** begin GIVEN ENTRIES **
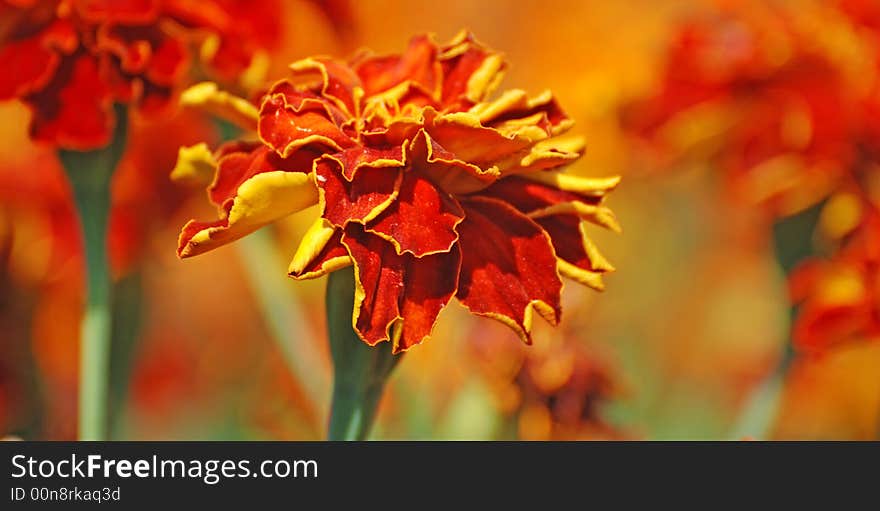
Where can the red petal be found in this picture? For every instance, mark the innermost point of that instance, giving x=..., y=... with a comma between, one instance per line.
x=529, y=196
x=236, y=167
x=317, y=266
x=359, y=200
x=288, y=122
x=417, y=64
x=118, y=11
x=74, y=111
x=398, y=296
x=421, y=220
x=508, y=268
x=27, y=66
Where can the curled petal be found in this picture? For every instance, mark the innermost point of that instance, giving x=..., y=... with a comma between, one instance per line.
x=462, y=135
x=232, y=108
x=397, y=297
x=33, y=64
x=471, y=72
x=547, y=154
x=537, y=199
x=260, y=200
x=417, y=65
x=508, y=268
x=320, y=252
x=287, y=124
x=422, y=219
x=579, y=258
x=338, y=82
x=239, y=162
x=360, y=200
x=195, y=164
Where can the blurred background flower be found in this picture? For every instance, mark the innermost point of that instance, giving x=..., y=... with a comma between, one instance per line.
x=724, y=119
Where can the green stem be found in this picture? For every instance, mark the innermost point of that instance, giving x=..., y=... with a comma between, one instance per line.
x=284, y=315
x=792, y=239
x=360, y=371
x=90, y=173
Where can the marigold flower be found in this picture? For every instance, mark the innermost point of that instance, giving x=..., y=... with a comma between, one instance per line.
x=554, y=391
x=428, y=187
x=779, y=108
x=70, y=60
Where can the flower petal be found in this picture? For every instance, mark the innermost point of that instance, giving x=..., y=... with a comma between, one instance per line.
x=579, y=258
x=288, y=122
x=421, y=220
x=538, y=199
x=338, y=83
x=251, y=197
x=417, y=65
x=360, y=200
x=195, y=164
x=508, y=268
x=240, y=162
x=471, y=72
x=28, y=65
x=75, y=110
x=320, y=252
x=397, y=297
** end GIVEN ENTRIES **
** begin GIVEN ENTRIES **
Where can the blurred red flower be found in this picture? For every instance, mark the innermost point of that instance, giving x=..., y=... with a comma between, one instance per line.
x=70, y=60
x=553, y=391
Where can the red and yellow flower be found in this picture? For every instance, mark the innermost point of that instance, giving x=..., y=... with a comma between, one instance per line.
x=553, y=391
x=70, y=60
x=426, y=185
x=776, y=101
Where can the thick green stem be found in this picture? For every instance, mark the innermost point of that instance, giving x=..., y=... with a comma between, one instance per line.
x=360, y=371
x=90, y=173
** end GIVEN ENTRIES **
** begin GIVEN ENTRIES **
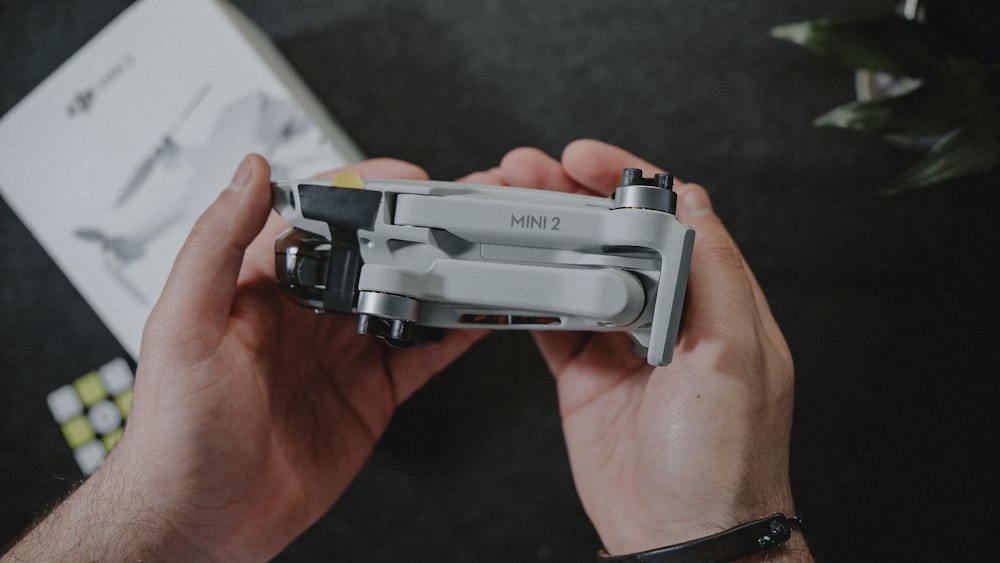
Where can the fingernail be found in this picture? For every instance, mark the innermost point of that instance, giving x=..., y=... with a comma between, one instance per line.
** end GIVEN ENTRIES **
== THE TASK ==
Write out the lines of the listing as a numbered list, skipping any blank lines, starting at the line that contains "Where can the curled" and ending at the line that contains "x=239, y=162", with both of those lines included.

== EXERCISE OUTPUT ==
1. Where can the curled petal be found in this picture? For every instance, mark the innermost point of that instance, giving x=..., y=... with a comma between, one instance per line.
2. x=462, y=135
3. x=232, y=108
4. x=397, y=297
5. x=33, y=64
6. x=471, y=72
7. x=547, y=154
8. x=537, y=199
9. x=260, y=200
10. x=417, y=65
11. x=508, y=268
12. x=320, y=252
13. x=287, y=124
14. x=422, y=219
15. x=579, y=258
16. x=338, y=82
17. x=239, y=162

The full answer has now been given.